§ GIVEN PASSAGE

Change Control
Comments
Since this topic has restricted write access, you can use this form to easily post a comment :-
You can see previous comments from other people in
ChangeControlComments.
All comments on this policy are very welcome and will be addressed individually. Replies will probably be off-line with solutions merged into this policy. The History section will summarise what is actually changed.
New Change Note
Create new Change Note - Please read through this Policy as you fill out the template.
Existing notes are shown here:
ChangeNotes
Policy
ARCS provides a number of production services to researchers and developers. These need to be managed professionally with all changes planned carefully, considering the impact on end-users or other services.
ARCS teams (Systems, Data, Collaboration and Authorisation) will be responsible for documenting
ALL changes to production services.

§ GIVEN RECORDS
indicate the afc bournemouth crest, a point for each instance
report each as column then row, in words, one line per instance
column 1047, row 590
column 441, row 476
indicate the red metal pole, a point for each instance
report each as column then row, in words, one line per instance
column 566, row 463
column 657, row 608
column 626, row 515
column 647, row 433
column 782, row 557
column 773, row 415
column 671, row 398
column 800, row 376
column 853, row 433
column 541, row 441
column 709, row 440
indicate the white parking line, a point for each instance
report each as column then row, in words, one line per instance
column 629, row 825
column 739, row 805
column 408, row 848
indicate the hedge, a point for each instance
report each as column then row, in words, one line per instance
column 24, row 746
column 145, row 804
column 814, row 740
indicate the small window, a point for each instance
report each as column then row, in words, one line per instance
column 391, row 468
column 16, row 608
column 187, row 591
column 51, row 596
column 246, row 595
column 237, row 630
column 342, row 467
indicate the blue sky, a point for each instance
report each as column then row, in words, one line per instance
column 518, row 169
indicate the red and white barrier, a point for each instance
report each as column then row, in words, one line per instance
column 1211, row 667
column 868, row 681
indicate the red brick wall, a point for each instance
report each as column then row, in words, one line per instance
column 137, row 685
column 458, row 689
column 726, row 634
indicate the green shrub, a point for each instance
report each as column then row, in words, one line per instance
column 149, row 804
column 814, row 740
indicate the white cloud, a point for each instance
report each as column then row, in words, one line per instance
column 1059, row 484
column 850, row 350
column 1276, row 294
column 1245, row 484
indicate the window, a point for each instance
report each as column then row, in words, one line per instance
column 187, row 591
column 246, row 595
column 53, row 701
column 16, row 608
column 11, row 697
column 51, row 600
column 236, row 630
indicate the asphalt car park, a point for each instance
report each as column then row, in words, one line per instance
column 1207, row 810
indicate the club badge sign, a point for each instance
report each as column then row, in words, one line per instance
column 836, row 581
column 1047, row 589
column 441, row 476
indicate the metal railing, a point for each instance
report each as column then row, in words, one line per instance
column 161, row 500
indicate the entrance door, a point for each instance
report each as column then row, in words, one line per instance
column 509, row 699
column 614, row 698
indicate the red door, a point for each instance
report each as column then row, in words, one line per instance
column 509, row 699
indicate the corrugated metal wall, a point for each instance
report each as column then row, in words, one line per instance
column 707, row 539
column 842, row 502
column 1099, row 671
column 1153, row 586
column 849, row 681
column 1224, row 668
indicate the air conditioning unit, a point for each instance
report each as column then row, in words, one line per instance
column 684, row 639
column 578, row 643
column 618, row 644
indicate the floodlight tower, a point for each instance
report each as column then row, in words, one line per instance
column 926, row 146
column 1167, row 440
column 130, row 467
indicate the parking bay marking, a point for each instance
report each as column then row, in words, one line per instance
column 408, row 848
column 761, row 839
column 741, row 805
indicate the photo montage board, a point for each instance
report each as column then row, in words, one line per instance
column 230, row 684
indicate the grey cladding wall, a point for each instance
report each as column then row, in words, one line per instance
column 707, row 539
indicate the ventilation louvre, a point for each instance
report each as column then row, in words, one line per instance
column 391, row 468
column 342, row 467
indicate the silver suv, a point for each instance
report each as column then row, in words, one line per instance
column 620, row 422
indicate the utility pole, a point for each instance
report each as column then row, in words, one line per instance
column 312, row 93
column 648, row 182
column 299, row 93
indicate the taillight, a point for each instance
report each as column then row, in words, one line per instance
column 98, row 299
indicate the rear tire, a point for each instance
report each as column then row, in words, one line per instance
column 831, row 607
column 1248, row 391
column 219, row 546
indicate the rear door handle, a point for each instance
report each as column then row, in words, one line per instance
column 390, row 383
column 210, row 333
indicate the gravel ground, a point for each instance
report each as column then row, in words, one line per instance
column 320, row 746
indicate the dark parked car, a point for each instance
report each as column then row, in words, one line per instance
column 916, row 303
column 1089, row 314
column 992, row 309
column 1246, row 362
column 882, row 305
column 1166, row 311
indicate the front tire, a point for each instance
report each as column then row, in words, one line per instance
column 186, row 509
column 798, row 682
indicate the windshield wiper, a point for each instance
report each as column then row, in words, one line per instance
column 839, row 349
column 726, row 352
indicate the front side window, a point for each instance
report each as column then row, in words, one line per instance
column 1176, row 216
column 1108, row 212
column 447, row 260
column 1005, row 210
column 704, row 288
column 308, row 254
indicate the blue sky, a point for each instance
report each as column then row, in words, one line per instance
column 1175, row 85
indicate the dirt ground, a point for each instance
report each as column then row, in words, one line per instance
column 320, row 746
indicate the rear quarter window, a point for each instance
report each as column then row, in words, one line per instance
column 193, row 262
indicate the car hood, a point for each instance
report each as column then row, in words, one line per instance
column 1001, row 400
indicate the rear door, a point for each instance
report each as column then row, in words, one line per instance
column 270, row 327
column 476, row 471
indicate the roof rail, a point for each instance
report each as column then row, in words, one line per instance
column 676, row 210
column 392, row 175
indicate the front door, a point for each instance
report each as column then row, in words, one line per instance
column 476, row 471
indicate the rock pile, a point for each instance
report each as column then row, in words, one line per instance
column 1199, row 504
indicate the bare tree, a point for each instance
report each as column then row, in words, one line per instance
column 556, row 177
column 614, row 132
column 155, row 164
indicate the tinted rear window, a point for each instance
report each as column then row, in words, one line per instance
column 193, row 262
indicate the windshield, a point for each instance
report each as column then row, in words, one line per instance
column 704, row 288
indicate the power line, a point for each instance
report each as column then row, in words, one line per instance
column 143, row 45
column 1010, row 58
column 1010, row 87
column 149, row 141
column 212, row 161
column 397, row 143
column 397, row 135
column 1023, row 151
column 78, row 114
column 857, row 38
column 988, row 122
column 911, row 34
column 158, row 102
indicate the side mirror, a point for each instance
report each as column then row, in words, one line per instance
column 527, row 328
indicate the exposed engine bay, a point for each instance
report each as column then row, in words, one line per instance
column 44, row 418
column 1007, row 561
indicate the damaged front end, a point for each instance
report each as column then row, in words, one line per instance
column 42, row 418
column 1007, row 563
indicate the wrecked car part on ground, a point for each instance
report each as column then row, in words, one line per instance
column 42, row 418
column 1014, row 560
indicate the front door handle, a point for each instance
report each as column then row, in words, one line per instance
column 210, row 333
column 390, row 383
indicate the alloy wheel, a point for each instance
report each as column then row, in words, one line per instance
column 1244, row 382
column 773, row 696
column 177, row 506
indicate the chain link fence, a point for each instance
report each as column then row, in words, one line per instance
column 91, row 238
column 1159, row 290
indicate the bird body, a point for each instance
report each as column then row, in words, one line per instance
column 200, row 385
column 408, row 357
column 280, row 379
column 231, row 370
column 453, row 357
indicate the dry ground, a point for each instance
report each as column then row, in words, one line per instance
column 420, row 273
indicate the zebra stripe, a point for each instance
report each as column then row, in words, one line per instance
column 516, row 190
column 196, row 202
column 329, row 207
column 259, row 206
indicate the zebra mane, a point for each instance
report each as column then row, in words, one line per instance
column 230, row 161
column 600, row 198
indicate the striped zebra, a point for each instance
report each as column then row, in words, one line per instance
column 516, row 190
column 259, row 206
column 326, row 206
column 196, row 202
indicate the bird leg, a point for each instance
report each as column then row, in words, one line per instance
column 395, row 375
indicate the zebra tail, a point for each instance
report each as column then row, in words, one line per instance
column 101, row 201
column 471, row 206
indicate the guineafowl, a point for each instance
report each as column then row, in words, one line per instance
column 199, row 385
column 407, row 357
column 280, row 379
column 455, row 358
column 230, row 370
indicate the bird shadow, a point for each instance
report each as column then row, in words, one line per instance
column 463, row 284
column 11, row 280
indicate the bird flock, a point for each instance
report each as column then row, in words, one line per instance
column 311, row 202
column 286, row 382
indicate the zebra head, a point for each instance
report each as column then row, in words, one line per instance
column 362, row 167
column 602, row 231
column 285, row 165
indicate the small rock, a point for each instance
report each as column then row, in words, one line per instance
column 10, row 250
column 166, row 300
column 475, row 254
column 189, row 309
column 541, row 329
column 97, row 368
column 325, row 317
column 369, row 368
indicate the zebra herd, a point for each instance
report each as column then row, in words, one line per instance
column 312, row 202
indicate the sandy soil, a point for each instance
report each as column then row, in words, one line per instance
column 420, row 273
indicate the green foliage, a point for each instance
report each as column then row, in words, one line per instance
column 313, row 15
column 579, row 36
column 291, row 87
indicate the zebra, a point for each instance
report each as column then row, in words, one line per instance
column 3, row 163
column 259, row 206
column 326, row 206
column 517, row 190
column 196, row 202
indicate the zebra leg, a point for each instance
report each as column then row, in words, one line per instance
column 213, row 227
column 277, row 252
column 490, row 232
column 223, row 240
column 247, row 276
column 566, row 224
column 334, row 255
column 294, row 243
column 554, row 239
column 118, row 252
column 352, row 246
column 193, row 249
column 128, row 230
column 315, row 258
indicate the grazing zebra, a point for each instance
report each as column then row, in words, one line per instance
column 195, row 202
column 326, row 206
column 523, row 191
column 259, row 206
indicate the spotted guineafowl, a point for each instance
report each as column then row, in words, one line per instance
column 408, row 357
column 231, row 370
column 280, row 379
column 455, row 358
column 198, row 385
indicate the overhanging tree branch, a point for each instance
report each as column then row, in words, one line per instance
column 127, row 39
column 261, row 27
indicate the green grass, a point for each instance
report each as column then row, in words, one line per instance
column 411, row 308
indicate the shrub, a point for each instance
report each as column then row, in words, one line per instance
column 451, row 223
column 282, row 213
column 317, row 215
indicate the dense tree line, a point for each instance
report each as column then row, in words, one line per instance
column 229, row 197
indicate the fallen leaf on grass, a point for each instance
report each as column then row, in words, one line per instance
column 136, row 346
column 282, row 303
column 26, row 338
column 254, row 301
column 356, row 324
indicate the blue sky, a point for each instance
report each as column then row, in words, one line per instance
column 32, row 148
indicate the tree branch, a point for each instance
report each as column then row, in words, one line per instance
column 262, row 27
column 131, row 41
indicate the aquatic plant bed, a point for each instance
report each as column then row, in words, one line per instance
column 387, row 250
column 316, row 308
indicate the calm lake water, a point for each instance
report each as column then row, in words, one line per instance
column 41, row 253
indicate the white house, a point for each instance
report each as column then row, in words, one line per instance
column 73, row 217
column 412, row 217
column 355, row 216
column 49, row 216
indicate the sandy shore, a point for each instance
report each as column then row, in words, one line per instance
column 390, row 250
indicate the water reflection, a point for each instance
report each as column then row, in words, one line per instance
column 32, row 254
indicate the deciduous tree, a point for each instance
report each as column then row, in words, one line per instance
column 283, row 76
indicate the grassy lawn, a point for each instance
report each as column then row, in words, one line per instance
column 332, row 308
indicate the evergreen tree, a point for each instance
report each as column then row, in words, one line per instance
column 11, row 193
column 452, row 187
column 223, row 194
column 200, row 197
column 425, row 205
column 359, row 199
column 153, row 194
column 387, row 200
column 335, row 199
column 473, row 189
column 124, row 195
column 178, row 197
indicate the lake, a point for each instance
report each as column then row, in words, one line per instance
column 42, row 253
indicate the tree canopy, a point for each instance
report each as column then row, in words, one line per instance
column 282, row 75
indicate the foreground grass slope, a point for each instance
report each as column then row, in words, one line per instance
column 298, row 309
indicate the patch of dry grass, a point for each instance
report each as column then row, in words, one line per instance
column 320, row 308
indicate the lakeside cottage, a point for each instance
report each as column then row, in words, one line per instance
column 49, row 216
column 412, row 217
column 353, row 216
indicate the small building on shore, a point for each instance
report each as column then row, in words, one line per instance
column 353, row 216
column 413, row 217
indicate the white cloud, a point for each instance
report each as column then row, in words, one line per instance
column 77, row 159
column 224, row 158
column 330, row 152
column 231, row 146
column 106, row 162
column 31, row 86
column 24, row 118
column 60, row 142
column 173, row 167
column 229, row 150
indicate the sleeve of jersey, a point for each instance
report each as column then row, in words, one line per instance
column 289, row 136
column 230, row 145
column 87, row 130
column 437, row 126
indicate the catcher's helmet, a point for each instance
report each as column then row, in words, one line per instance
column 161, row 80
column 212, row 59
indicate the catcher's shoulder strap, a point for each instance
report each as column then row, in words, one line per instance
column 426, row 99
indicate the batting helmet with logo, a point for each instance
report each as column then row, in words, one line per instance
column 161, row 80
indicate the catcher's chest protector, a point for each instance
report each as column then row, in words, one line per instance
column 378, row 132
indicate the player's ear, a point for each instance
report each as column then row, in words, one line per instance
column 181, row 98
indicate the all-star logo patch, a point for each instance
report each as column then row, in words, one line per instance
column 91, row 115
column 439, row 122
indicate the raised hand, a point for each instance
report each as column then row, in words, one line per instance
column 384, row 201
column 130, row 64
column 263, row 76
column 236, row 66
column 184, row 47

§ SET EXERCISE 1
Which ARCS teams does the change control policy make responsible for documenting all changes to production services?
§ SET EXERCISE 2
Why does the change control page provide a form for posting comments? Explain in one to three sentences.
§ SET EXERCISE 3
Extend the change control policy above, starting after its final sentence.

§ FINAL RESULT 1
The Systems, Data, Collaboration and Authorisation teams.

§ FINAL RESULT 2
The topic has restricted write access. The form gives readers an easy way to post a comment anyway.

§ FINAL RESULT 3
Change Note
A change note will be required for planned changes to ARCS infrastructure such as installation, commissioning, upgrades and decommissioning of systems and services. This should include :-
Description - Describe the reason for the planned change. Examples include:
- Installation of a new system - description of the system and the services it will provide
- Upgrade to an existing system - describe the changes, eg. does it resolve existing issues?
- Decommissioning of a system - detail why the system is being decommissioned
Proposed Date - Indicate when the change is to occur. Make sure that there is enough time for review and notification unless it is an urgent change that needs to be implemented immediately. Non-urgent changes should be planned at least 1 week in advance.
Estimated Duration - Indicate how long the affected systems are services are expected to be unavailable. This duration should include ample time for implementation and testing of the proposed change.
Systems/Services Affected - Detail all systems and services that will be unavailable during the change period and indicate alternate resources that may be used during this period.
This should also provide an explanation to help users of our services understand how it will directly affect them.
Level of Impact
The Level of Impact is described as a combination of expected downtime and number of systems OR users effected. Each of the two factors have four levels of severity (1-4 for downtime, A-D for number of systems/users).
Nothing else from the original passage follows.